• SUPPLIED DATA:
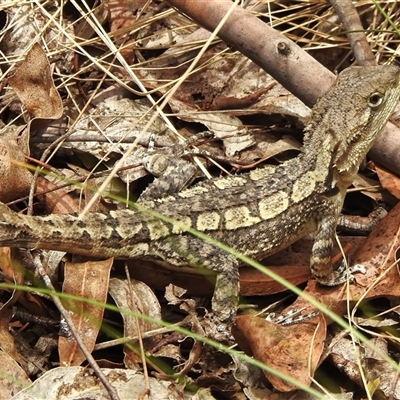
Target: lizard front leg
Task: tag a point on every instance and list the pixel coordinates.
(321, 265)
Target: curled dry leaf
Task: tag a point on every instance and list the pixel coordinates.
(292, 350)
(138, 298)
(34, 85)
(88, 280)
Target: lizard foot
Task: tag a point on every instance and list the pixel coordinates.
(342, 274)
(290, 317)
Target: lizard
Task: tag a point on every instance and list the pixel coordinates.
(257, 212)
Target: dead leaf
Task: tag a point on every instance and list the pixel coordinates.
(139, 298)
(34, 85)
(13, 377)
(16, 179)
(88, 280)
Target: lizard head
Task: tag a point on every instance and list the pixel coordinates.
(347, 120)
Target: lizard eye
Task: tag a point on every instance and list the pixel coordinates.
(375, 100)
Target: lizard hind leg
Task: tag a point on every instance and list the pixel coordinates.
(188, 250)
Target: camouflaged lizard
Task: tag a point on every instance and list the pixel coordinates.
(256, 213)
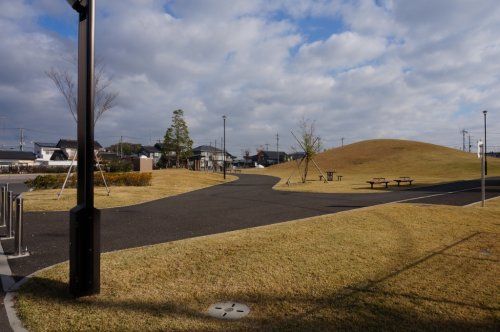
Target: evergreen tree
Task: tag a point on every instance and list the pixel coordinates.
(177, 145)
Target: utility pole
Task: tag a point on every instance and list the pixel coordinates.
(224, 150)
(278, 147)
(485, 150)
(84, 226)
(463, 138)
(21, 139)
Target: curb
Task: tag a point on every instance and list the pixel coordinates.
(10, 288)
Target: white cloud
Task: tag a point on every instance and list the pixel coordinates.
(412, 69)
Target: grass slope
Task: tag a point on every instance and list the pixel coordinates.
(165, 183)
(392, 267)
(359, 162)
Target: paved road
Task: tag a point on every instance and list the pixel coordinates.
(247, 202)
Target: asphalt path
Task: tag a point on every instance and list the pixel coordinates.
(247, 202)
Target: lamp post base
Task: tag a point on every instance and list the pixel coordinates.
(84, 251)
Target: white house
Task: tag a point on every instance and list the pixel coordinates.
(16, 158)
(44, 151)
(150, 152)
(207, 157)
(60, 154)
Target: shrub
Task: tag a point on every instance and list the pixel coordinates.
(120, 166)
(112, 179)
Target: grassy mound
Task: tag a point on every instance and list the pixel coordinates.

...

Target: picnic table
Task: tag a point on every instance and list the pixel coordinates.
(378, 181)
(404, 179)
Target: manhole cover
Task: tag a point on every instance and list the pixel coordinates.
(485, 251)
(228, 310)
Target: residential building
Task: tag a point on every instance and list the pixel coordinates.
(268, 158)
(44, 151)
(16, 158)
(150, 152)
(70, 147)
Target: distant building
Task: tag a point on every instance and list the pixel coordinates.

• ASSIGNMENT: Copy out, from the material above, each line where the word "leaf" is present.

• ANSWER BOX:
Target: curled dry leaf
Target: dead leaf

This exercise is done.